TAREFAS ::
1: Por favor, liste todos os percentuais citados no texto sobre a APA Morro de Osório e diga a que cada um se refere.
2: Resuma em duas frases o texto sobre a APA Morro de Osório.
3: Prossiga com o texto sobre a APA Morro de Osório a partir do ponto em que ele termina.

TRECHO DO DOCUMENTO ::
========

Às vésperas do Dia da Mata Atlântica, 27 de maio, e diante de acontecimentos recentes, a serem abordados na sequência, temos que exaltar uma das suas principais qualidades: ser conhecida como "a mata que dá água". Somos água (ou constituídos por água), igual a tudo o que existe no planeta, mas a correlação da Mata Atlântica conosco não vem garantindo a sua preservação e conservação. Ao contrário, é o bioma mais ameaçado no país, mesmo sendo o lar de 72% dos brasileiros e constituir o território de onde é gerado 70% do Produto Interno Bruto (PIB) nacional (Sosma, 2020)[1].
É neste amplo contexto que a importância da existência da Área de Proteção Ambiental (APA) Morro de Osório está inserida: de garantia de preservação da biodiversidade ao proteger os remanescentes de Mata Atlântica ou 6,6% do bioma original, que possam estar conectados aos demais ainda existentes no Litoral Norte; e de garantia de água, recurso hídrico essencial para a população, além de ser território de nascentes de rios que abastecem vários centros urbanos, como é o caso das nascentes do Rio dos Sinos.
Por isso, a criação desta Unidade de Conservação municipal em 1994[2], para proteger os remanescentes de Mata Atlântica existentes em Osório[3], deve ser enaltecida. Caso contrário, os problemas rotineiros de abastecimento hídrico, nas comunidades que vivem no interior da APA, seriam ainda mais críticos. Porém, a sua não efetivação e restrita valorização, a transformou numa “unidade de conservação de papel”. Isto porque, o Plano de Manejo foi elaborado só em 2008 e, poucas diretrizes do documento foram consideradas pelas gestões municipais. Tão grave como, é a não existência de um Conselho Gestor específico da APA, ainda que o Conselho Municipal de Meio Ambiente (Condema), venha cumprindo este papel institucional desde 1994. Assim, uma proposta de criação do Conselho Gestor da APA - COMAPA[4], foi protocolada na prefeitura em março de 2020, uma das principais reivindicações do Fórum da APA Morro de Osório[5].

========

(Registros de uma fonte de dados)
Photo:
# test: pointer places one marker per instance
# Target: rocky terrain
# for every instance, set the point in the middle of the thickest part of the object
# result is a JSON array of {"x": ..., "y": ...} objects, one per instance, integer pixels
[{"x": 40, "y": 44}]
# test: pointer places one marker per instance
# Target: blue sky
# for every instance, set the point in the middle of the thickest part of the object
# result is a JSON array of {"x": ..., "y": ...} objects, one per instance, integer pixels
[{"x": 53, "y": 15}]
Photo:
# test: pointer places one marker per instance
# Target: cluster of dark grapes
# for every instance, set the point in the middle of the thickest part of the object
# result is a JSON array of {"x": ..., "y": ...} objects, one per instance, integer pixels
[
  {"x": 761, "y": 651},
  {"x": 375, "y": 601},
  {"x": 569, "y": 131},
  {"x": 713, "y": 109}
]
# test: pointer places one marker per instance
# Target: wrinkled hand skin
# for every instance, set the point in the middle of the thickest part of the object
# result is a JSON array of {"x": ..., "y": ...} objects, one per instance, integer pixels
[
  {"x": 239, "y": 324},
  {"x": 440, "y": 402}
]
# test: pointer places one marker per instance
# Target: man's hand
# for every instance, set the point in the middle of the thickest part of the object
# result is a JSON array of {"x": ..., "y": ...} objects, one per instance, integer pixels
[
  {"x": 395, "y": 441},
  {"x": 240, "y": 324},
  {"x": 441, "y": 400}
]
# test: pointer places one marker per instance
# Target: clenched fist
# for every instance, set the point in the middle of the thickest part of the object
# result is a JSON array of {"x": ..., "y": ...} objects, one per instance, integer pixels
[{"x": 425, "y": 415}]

========

RESPOSTAS ::
1:
- 72%: a parcela dos brasileiros que tem a Mata Atlântica como lar.
- 70%: a parte do Produto Interno Bruto (PIB) nacional gerada no território da Mata Atlântica.
- 6,6%: a fração do bioma original que corresponde aos remanescentes de Mata Atlântica.

2: A Mata Atlântica é conhecida como "a mata que dá água" e é o bioma mais ameaçado do país. A APA Morro de Osório foi criada em 1994 para proteger remanescentes desse bioma e nascentes de rios como o dos Sinos, mas virou uma "unidade de conservação de papel", pois o Plano de Manejo só foi elaborado em 2008, teve poucas diretrizes aplicadas e a APA ainda não tem um Conselho Gestor próprio, cuja criação foi proposta à prefeitura em março de 2020.

3:
A ausência de gestão real da APA colaborou para o surgimento e o agravamento de conflitos em seu território, principalmente ocasionados por interesses incompatíveis com a própria existência da UC, como o loteamento sem planejamento do solo, fruto da especulação imobiliária, principalmente nos últimos 15 anos. Como consequência, o Ministério Público Estadual (MPE) ajuizou uma Ação Civil Pública[6], deferida pela Justiça devido a constante degradação ambiental no Morro da Borússia, situado na APA. Segundo dados e documentos levantados pelo Gabinete de Assessoramento Técnico do MPE, a administração municipal foi omissa e ineficaz na fiscalização da área, culminando em altos níveis de degradação ambiental e crescimento urbano desordenado, constatados por um parecer técnico com imagens de satélite do período de 23/05/2003 até meados de 2018. Em dezembro de 2020, ocorreu um Termo de Ajustamento de Conduta (TAC) entre MP e prefeitura sobre a fiscalização e o licenciamento no Morro da Borússia[7].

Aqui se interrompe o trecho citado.